**WHAT IS ASKED:** Retype the material exactly, from the line with "Pinpoint every man's ear in the frame." to the line with "183,92,324,287", both lines included, and nothing else.

**DATA ROWS:**

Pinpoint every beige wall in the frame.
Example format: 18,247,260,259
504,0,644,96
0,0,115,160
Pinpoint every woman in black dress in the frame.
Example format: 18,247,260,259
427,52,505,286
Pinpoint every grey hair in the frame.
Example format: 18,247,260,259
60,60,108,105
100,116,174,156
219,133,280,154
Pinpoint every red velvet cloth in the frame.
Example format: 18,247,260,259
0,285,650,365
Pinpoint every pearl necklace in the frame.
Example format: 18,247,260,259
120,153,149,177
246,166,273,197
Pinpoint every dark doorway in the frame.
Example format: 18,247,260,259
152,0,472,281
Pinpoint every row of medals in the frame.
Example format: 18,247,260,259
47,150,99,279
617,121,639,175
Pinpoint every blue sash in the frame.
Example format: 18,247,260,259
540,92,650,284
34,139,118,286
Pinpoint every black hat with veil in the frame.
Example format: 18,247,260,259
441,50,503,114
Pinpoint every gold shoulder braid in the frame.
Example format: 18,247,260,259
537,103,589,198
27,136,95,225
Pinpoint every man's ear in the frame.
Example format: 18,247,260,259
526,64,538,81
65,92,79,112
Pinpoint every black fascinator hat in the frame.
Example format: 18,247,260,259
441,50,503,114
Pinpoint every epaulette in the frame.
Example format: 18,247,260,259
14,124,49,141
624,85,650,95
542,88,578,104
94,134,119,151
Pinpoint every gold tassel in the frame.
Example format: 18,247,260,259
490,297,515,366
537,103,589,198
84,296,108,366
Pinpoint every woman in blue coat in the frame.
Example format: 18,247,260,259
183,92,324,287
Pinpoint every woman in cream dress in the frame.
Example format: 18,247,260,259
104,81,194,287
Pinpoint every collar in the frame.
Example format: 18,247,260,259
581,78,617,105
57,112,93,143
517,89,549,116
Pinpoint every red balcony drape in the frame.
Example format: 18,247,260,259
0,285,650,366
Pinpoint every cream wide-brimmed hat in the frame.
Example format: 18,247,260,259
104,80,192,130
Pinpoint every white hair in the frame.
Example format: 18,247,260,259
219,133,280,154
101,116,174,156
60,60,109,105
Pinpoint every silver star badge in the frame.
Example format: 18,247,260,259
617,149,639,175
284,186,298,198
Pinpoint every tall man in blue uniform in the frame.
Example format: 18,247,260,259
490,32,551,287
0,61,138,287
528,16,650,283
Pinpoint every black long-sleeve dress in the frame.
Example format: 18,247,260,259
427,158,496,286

**EXERCISE RESPONSE:**
Pinpoint every man's ear in the frame.
Example format: 18,247,260,259
526,64,538,81
65,92,79,112
Pinpoint every black fascinator hat in the frame.
Example format: 18,247,260,259
441,50,503,114
Pinpoint every epaulette in the frame.
Example format: 18,247,260,259
14,124,49,141
624,85,650,95
542,88,578,104
94,134,119,151
Pinpoint every gold tassel in the frame.
Example format: 18,247,260,259
490,297,515,366
537,103,589,198
84,296,108,366
Pinpoint every woman in blue coat in the frame.
Example format: 18,247,260,259
183,92,324,287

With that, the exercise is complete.